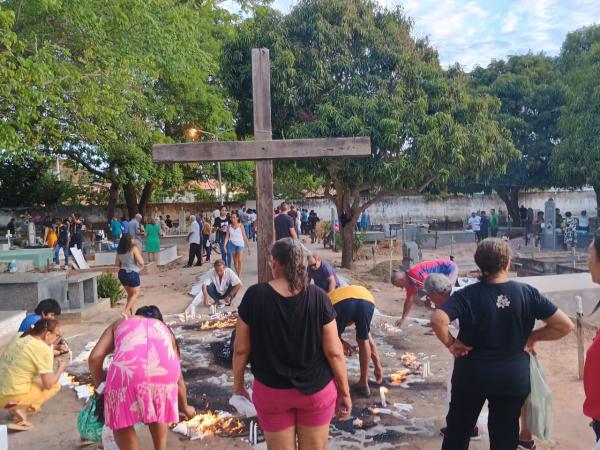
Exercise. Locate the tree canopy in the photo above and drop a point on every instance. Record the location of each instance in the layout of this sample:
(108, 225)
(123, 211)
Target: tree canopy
(576, 160)
(531, 96)
(350, 68)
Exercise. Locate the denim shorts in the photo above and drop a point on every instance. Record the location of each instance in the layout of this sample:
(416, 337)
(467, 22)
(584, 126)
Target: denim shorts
(232, 248)
(129, 279)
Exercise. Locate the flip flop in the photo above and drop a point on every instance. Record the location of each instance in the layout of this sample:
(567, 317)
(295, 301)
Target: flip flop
(22, 425)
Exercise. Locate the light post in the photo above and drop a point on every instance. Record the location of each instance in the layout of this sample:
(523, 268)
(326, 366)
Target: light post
(194, 134)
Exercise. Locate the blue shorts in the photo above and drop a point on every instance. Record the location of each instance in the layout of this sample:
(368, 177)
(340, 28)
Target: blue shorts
(232, 248)
(355, 310)
(129, 279)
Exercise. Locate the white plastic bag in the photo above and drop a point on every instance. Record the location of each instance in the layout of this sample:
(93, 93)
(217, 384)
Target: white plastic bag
(538, 407)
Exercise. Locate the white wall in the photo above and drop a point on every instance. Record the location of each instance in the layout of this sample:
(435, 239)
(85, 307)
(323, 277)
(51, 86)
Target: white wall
(418, 208)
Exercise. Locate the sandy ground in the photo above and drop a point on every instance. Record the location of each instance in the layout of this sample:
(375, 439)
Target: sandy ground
(55, 425)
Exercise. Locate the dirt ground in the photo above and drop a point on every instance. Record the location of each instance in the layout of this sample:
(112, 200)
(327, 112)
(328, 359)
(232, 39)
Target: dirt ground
(55, 425)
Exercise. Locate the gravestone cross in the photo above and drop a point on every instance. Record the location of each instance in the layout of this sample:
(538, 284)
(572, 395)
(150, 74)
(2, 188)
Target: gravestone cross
(262, 150)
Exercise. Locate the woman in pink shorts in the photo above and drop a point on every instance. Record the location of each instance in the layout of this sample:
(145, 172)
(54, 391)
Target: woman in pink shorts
(144, 382)
(287, 331)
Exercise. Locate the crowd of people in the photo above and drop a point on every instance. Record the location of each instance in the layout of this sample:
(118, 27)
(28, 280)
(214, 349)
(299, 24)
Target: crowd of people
(290, 331)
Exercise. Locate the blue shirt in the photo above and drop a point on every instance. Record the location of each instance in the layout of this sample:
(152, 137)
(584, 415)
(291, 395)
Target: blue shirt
(29, 321)
(320, 276)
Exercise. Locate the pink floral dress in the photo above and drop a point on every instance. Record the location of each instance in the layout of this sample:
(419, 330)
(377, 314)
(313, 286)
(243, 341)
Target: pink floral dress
(141, 384)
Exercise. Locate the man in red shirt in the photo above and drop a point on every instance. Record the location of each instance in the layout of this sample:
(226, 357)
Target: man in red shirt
(412, 279)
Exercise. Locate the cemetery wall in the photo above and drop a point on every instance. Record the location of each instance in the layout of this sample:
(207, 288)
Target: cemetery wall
(419, 208)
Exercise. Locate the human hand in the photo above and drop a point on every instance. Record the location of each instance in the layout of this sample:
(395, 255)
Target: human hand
(242, 391)
(343, 406)
(188, 411)
(347, 348)
(459, 349)
(530, 346)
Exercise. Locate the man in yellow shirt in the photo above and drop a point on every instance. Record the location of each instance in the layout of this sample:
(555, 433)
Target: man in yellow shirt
(25, 357)
(355, 304)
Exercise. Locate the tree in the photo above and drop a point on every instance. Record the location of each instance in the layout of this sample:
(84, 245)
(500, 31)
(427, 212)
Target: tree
(531, 96)
(349, 68)
(576, 160)
(126, 74)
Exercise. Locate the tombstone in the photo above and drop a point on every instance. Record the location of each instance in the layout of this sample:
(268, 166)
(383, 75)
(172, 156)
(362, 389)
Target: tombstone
(549, 233)
(411, 254)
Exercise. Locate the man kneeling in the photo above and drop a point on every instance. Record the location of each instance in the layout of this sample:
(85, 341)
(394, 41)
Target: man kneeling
(355, 304)
(223, 284)
(25, 357)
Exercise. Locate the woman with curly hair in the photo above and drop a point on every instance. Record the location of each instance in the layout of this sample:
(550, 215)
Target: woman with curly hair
(287, 329)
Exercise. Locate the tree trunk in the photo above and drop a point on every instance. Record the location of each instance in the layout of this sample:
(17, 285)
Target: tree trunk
(145, 197)
(131, 200)
(112, 200)
(510, 197)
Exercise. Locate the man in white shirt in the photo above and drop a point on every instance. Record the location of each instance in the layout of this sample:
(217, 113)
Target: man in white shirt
(222, 284)
(475, 225)
(194, 241)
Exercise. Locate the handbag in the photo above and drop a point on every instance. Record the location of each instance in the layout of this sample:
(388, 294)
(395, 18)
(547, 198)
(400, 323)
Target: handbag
(90, 421)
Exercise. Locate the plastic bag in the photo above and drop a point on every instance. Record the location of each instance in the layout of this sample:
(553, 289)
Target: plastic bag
(538, 407)
(89, 424)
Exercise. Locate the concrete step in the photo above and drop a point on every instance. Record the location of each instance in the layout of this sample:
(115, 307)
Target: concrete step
(91, 312)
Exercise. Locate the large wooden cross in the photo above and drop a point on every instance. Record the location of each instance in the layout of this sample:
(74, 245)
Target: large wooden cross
(263, 150)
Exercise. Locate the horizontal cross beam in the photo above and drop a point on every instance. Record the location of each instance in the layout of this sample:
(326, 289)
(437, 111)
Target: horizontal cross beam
(261, 150)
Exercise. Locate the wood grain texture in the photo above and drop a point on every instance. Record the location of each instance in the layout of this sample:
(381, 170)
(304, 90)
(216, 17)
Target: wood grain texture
(261, 150)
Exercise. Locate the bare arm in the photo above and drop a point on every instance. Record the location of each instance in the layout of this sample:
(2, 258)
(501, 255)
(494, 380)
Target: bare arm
(137, 255)
(105, 345)
(331, 280)
(557, 326)
(332, 347)
(440, 322)
(50, 379)
(241, 354)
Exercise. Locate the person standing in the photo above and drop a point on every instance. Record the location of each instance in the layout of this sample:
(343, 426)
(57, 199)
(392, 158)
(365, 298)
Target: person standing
(62, 244)
(25, 358)
(322, 274)
(235, 241)
(115, 230)
(169, 221)
(355, 304)
(76, 230)
(570, 230)
(144, 383)
(413, 279)
(206, 230)
(220, 225)
(193, 239)
(135, 228)
(496, 316)
(288, 333)
(130, 263)
(584, 222)
(494, 222)
(153, 233)
(591, 381)
(284, 224)
(475, 225)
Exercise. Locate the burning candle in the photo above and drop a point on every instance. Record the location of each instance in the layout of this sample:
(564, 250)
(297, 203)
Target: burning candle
(382, 391)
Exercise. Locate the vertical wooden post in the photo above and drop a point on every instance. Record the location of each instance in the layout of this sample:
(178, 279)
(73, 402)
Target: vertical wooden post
(580, 345)
(261, 101)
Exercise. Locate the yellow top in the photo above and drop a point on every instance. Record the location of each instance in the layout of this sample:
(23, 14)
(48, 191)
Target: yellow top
(352, 291)
(21, 360)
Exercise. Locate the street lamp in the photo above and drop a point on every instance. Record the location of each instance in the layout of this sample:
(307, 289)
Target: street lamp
(194, 134)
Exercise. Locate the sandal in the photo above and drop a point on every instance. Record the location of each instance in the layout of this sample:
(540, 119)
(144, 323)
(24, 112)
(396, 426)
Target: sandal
(21, 425)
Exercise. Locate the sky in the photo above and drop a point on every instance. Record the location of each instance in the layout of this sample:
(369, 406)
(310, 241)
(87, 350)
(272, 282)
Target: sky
(474, 32)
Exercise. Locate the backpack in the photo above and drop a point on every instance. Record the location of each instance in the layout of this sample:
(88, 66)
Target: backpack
(63, 236)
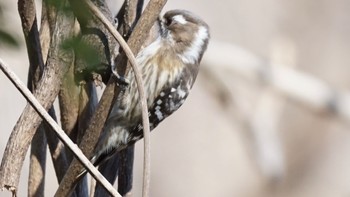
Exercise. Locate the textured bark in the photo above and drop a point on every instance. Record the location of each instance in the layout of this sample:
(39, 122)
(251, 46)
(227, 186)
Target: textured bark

+ + +

§ **Work to be completed**:
Make an exact copy of the lines above, starting at the line that contains "Exercise. Locate the sandal" and running through the final line of the entries. Omit the pictures.

§ **Answer for the task**:
Exercise. Locate the sandal in the photo above and drop a point on every instance. Record the location of each instance in the layout of this sample:
(540, 119)
(144, 323)
(24, 112)
(396, 426)
Target: sandal
(21, 425)
Exercise. Locate the sky in the photo above and drop a point on every instance. Record the location of each instance in the layout of this sample:
(369, 406)
(310, 241)
(87, 350)
(272, 282)
Target: sky
(474, 32)
Exercise. Locate the backpack in the photo above and drop a point on every instance. Record the location of each instance in the layout of this sample:
(88, 66)
Target: backpack
(63, 236)
Exercise. Locate the textured bark in the photo above and drop a point on every instance. Record the location of each instance in the layout of this sample:
(39, 122)
(251, 46)
(227, 186)
Target: textured bark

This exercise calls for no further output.